*Activity*: The answer should be each line of the records that contains the word "choppy"; please copy them all.

*Region pointing data*:
========
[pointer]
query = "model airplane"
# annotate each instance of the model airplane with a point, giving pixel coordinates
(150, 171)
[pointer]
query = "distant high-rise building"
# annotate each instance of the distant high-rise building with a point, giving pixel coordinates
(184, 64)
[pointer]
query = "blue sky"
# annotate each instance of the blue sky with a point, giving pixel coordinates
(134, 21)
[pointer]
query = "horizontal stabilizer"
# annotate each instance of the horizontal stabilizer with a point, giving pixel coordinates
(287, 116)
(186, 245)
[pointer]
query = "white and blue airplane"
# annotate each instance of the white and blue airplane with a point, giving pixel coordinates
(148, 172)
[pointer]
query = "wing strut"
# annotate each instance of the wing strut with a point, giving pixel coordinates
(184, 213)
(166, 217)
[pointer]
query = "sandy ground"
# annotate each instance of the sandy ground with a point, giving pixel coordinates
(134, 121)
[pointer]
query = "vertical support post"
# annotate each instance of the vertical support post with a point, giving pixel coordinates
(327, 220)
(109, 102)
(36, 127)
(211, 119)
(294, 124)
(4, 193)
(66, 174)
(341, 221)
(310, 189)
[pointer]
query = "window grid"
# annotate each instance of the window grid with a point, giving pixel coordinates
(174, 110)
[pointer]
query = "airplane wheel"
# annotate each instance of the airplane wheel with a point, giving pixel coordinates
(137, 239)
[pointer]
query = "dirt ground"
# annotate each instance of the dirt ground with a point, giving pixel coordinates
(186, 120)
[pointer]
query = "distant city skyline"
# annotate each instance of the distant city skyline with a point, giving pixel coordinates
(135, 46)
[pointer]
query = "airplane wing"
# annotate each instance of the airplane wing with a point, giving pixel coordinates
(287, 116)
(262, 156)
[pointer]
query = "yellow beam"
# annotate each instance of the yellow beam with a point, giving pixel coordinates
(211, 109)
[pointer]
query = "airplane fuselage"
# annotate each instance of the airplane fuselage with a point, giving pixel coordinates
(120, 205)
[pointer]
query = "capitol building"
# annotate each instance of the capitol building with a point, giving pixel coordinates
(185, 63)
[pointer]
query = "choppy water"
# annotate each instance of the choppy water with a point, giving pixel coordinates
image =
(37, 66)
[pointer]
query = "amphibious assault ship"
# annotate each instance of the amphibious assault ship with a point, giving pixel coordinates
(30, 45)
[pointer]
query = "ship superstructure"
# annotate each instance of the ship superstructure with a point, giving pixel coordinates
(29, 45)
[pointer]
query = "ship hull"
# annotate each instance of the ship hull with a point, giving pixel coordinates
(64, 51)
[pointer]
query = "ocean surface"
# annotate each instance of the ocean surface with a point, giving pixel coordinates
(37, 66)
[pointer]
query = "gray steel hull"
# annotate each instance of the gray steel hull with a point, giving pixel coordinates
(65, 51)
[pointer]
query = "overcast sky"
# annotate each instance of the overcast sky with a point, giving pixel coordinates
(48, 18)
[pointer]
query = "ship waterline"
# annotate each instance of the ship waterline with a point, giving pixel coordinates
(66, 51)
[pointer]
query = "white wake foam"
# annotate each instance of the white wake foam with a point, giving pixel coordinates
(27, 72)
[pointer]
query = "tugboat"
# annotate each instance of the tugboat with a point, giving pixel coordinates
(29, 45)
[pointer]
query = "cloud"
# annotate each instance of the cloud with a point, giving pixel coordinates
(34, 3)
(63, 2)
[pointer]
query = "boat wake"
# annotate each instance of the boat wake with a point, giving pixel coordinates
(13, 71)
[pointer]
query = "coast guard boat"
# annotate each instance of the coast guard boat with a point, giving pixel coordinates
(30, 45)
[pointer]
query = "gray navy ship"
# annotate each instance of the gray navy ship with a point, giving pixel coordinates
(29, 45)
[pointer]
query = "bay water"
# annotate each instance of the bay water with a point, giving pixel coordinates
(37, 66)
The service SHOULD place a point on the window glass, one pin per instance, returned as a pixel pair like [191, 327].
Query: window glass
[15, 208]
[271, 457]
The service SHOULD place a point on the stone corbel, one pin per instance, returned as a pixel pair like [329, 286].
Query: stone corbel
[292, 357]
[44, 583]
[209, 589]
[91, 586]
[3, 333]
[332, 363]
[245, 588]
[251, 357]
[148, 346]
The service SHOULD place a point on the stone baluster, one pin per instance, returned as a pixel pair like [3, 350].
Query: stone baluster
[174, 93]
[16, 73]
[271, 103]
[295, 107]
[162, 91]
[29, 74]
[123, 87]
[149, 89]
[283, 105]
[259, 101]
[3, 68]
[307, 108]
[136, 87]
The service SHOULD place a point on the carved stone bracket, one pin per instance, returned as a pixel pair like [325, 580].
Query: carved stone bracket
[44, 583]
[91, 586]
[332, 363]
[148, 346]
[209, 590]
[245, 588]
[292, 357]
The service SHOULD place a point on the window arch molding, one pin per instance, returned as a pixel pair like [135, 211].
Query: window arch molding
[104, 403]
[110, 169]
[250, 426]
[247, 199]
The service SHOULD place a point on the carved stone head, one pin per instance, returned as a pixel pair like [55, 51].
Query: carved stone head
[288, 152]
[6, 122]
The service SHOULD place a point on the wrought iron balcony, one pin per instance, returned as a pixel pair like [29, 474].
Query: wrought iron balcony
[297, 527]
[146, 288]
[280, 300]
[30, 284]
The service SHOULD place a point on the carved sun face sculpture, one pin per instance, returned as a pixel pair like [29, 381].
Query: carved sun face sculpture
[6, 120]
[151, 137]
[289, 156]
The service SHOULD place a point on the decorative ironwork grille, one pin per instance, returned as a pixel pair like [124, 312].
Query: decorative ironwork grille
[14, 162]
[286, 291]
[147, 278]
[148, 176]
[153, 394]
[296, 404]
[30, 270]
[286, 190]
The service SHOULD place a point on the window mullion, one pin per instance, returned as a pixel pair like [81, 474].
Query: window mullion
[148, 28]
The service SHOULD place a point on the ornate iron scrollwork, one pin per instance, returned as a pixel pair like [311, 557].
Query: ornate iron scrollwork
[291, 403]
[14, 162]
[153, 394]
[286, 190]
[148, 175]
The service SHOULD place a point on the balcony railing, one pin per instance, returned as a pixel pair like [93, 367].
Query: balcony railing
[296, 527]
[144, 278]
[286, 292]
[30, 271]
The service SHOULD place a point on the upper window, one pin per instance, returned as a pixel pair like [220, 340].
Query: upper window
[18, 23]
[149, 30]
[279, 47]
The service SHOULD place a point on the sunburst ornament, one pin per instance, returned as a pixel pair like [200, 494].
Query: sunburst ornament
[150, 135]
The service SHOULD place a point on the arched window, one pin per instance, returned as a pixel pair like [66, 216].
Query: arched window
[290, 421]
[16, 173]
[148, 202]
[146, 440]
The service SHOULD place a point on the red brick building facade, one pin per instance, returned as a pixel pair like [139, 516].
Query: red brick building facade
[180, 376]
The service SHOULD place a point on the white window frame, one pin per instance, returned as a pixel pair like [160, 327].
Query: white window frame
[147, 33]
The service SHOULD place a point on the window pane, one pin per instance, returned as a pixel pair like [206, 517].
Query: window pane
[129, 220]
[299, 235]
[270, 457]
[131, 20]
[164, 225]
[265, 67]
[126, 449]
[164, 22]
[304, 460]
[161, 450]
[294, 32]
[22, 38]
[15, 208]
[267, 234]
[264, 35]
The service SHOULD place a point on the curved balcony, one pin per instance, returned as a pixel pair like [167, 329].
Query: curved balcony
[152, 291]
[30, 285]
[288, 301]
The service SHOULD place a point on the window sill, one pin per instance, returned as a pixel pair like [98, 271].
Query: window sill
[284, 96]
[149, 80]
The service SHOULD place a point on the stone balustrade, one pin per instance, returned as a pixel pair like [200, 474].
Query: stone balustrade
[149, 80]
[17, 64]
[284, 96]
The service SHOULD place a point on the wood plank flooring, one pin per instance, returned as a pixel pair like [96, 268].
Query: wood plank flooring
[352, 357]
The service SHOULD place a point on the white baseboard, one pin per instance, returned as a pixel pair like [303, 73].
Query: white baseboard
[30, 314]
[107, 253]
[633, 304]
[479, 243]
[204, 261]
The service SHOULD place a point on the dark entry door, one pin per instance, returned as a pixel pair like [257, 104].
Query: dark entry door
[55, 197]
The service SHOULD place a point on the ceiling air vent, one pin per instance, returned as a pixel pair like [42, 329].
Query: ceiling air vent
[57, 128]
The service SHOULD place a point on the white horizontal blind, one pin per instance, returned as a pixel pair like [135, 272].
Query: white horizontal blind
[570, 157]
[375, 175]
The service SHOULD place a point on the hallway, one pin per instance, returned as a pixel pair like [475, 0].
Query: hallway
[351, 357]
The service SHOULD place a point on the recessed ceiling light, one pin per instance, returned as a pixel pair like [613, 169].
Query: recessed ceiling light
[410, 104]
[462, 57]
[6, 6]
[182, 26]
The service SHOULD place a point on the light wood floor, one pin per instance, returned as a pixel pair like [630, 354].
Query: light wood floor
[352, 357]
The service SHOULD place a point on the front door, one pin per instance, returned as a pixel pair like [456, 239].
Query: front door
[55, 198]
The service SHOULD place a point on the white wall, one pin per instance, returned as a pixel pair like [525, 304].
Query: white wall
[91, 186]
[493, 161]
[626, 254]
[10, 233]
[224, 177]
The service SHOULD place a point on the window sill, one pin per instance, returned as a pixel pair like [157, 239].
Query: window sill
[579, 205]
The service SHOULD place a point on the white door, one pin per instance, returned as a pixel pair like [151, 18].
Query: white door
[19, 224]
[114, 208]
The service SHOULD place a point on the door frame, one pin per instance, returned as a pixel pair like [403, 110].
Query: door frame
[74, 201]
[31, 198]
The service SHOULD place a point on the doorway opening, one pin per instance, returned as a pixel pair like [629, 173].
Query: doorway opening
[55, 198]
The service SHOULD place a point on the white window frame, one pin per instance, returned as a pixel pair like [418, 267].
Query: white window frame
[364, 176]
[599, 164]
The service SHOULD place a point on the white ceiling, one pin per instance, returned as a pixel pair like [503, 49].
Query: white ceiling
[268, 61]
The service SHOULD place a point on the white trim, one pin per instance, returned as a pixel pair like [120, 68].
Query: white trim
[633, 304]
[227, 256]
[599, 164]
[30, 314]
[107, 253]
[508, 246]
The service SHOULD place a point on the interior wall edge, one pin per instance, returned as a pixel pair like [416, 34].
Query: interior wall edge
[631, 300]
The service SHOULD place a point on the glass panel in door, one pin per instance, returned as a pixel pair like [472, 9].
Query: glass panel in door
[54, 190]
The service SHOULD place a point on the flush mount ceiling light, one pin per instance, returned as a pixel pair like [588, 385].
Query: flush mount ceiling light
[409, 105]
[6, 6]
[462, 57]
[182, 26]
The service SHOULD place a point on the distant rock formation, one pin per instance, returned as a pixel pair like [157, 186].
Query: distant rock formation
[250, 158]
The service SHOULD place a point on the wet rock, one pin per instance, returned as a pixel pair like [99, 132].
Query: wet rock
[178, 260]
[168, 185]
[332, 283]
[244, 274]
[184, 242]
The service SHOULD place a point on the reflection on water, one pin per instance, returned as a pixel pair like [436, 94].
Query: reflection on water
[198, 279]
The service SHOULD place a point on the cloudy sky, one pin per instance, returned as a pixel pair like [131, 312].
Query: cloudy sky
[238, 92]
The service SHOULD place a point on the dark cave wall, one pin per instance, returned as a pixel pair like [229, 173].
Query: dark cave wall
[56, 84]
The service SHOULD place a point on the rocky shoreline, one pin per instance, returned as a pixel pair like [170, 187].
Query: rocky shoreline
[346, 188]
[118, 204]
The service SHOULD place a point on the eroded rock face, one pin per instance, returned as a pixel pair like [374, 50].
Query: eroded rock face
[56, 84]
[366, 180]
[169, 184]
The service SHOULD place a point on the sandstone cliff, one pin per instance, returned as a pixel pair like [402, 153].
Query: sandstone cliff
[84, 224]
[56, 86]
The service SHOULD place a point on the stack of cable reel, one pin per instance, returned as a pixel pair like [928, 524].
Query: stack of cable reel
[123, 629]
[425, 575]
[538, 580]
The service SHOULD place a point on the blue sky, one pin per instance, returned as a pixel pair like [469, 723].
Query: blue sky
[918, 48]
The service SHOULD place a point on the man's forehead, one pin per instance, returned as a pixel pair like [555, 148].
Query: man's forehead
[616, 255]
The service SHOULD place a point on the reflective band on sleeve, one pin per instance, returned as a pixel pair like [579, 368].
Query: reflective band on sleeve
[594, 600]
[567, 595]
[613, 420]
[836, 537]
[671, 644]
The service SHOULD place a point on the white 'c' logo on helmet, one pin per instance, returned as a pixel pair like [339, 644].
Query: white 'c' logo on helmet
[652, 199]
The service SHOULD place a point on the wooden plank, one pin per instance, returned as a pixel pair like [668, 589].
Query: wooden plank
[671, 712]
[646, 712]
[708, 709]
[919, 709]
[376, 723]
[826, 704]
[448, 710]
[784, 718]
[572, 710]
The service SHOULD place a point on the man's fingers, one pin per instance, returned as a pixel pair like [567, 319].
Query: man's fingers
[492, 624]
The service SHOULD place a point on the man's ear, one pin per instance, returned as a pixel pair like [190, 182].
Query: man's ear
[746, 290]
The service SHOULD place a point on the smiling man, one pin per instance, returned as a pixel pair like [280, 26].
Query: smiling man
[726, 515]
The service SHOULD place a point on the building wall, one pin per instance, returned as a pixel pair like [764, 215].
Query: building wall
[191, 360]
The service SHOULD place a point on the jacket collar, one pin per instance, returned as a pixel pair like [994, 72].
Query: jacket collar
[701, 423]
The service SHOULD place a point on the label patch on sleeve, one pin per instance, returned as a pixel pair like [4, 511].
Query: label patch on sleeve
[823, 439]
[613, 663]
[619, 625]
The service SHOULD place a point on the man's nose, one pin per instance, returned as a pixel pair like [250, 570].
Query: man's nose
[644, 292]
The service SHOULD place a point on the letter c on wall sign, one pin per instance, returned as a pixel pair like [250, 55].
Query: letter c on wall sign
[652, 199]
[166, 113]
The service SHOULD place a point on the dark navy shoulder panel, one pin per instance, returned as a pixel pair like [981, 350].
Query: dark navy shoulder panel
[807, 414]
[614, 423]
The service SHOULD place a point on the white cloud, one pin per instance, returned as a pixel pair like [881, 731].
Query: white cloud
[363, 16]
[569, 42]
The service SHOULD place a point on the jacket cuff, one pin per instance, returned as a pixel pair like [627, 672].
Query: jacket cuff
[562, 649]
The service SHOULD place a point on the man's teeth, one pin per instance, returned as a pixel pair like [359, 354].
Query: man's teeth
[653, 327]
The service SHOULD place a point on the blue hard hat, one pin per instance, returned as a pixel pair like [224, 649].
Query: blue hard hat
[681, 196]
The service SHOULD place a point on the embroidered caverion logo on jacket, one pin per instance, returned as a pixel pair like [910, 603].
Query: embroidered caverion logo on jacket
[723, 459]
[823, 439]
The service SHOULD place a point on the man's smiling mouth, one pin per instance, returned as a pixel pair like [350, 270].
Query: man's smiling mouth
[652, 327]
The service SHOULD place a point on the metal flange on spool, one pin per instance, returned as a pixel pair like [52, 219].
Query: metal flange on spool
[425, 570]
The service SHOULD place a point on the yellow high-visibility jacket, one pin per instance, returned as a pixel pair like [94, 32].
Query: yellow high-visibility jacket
========
*Solution to the exercise*:
query = "choppy water"
# annotate each instance of the choppy water with a point, giving pixel coordinates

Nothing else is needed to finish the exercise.